Very little seems to be known about Edward Polhill, though I discovered him simply by working in a Reformed bookstore. Soli Deo Gloria has republished an 1844 edition of his Works, and it boasts endorsements by Roger Nicole and Cotton Mather- not too shabby. I was greatly impressed simply by the introduction to A View of Some Divine Truths Practically Exemplified in Jesus Christ with its strong Christological thrust and keen interest in honoring the catholic tradition of the Church. I did a little more research and found a brief biography of Polhill in the Oxford Biography Index.
Edward Polhill was baptized into the Church of England in 1622 and became known for being an able theologian, though a layman. His father was a rector, but Edward was a lawyer by trade. Polhill wrote several theological treatises expounding the thought of English Puritanism, and through his career he became the friendly acquaintance of John Owen and Lazarus Seaman among others. Though remaining within the Church of England all of his life, Polhill argued that the church’s leadership had only themselves to blame for the divisions caused by the cause of the nonconformists. He felt that the nonconformists’ complaints were essentially correct, even as he felt compelled to remain within the mainline church. Polhill died in 1693/4.
What I find so intriguing about Polhill, and why I think he is important for those of us who might choose to associate with “Puritanism” in some way, is his overarching Christological paradigm. The thesis of his A View of Some Divine Truths is that all theological truths reach their conclusion in the person of Christ. Jesus Christ is, as Polhill writes, “the substance and marrow” of the gospel, as well as “the very mirror of divine truths and perfections.”
In the introduction to A View of Some Divine Truths, Polhill sets the stage for the rest of the book. He writes of the person of Christ’s role in salvation history, and the language is quite striking. One might think he was reading patristic literature when Polhill begins to focus on the ontological and cosmic effects of the incarnation of Christ. It is only when the Christological paradigm continues on into justification and union with Christ that the reader is reminded that yes, Polhill is, in fact, a Puritan. Here’s a sample from the introduction:
[Jesus Christ] is the very mirror of divine truths and perfections. His style is the image of the invisible God, the brightness of the Father’s glory. As an eternal Son, he is such in himself; as incarnate, he is such to us. The Messiah (say the Rabbins) is facies Dei, the face of God. The glory of God (saith the apostle) is in the face of Jesus Christ. The divine perfections appear in him, as beauty doth in the face. The invisible one may here be seen; the inaccessible Majesty may be approached unto. Infinity, to accommodate itself to our model, appears nube carnis, in a cloud of flesh, that his glory might not swallow us up. In our Emmanuel we have a body of theology, an excellent summary of divine truths, in a very lively manner set forth to us. The atheist, who owns not a God in heaven, might here, if he had the eyes of faith, see God in the flesh. The wisdom of God doth here appear, not in the orders and harmonies of nature; but in a plot much greater, and more admirable—God and man, infinite and finite, eternal and temporal, are met in conjunction, that the human, finite, temporal nature in Christ might be the theatre for the divine, infinite, eternal nature to show its perfections in.

Stored entries -
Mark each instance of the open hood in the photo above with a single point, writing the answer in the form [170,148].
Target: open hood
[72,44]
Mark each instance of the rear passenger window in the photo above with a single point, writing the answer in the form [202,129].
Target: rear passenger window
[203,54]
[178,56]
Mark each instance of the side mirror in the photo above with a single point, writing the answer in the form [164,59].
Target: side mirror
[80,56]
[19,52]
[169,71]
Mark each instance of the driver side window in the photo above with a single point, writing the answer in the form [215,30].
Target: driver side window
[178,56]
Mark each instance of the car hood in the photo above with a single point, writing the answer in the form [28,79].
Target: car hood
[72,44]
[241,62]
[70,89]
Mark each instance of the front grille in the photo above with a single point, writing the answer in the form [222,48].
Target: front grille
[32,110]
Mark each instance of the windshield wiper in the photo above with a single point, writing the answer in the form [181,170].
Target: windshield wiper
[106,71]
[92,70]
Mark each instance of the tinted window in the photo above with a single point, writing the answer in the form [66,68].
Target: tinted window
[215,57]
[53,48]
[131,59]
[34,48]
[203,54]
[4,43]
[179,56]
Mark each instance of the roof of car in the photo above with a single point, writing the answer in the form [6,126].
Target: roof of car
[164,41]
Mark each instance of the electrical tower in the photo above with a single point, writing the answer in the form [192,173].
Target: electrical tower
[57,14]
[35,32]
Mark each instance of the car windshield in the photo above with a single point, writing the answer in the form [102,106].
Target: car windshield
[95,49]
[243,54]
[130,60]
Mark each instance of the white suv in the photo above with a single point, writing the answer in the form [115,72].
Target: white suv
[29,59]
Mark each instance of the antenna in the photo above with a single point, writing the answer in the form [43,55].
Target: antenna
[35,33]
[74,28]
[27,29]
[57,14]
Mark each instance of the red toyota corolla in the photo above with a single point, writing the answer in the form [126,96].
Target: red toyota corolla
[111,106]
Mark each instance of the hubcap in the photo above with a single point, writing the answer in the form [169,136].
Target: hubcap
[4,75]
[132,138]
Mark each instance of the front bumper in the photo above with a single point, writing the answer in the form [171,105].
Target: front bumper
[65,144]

Task instructions -
a. For the post on Edward Polhill, state whether each statement agrees with it, answering yes or no and quoting the deciding words: (i) Polhill was a lawyer by trade, like his father; (ii) Polhill stayed within the Church of England for his whole life; (iii) Soli Deo Gloria republished an 1844 edition of his Works.
b. From the stored entries, reproduce word for word the part that opens with the line containing "Mark each instance of the roof" and runs through the end of the entries, including both ends.

Responses to the exercise -
a.
(i) No: "His father was a rector, but Edward was a lawyer by trade."
(ii) Yes: "Though remaining within the Church of England all of his life"
(iii) Yes: "Soli Deo Gloria has republished an 1844 edition of his Works"

b.
Mark each instance of the roof of car in the photo above with a single point, writing the answer in the form [6,126].
Target: roof of car
[164,41]
Mark each instance of the electrical tower in the photo above with a single point, writing the answer in the form [192,173].
Target: electrical tower
[57,14]
[35,32]
Mark each instance of the car windshield in the photo above with a single point, writing the answer in the form [102,106].
Target: car windshield
[95,49]
[243,54]
[130,60]
Mark each instance of the white suv in the photo above with a single point, writing the answer in the form [115,72].
Target: white suv
[29,59]
Mark each instance of the antenna in the photo above with a single point, writing the answer in the form [43,55].
Target: antenna
[35,33]
[74,28]
[27,29]
[57,14]
Mark each instance of the red toyota corolla in the photo above with a single point, writing the answer in the form [126,96].
Target: red toyota corolla
[111,106]
Mark each instance of the hubcap in the photo above with a single point, writing the answer in the form [169,136].
Target: hubcap
[4,75]
[132,138]
Mark each instance of the front bumper in the photo above with a single point, writing the answer in the form [171,105].
Target: front bumper
[65,144]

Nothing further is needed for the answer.